→ Task directions: What lines of the data below include the word "instance"? Report them by copying each.

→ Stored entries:
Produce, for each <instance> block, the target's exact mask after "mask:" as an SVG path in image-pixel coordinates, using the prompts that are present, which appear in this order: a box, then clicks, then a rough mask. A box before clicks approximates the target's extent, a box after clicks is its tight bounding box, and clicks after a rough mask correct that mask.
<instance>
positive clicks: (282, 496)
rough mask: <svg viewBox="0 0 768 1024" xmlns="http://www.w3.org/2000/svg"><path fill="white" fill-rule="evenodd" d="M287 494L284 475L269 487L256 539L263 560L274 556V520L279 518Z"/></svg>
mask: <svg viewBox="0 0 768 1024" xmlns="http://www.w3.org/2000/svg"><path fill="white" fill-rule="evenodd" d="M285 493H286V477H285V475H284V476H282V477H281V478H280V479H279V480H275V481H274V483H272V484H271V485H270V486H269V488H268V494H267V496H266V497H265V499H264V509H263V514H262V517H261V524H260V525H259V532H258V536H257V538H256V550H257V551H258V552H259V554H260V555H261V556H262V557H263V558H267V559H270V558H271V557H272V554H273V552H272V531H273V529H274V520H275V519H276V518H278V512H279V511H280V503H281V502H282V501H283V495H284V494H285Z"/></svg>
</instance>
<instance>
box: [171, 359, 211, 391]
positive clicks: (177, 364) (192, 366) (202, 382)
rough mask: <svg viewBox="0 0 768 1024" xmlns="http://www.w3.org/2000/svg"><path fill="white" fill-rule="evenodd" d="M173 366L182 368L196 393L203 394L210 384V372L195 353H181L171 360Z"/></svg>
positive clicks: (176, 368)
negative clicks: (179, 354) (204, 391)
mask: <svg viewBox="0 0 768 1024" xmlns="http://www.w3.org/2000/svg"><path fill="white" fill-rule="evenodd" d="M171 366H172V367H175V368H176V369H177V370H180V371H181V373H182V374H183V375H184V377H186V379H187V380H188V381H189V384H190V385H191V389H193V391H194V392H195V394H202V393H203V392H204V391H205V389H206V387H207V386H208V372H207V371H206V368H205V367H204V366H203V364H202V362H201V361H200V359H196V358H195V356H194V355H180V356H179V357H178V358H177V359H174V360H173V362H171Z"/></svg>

→ Reply:
Produce, for each <instance> block, the target's exact mask after "mask:" as an SVG path in image-pixel coordinates, using the prompts that are present, which appear in this order: a box, then clicks, then a rough mask. A box before clicks approximates the target's extent, a box after clicks is its tight bounding box, and clicks after a rough mask correct that mask.
<instance>
</instance>
<instance>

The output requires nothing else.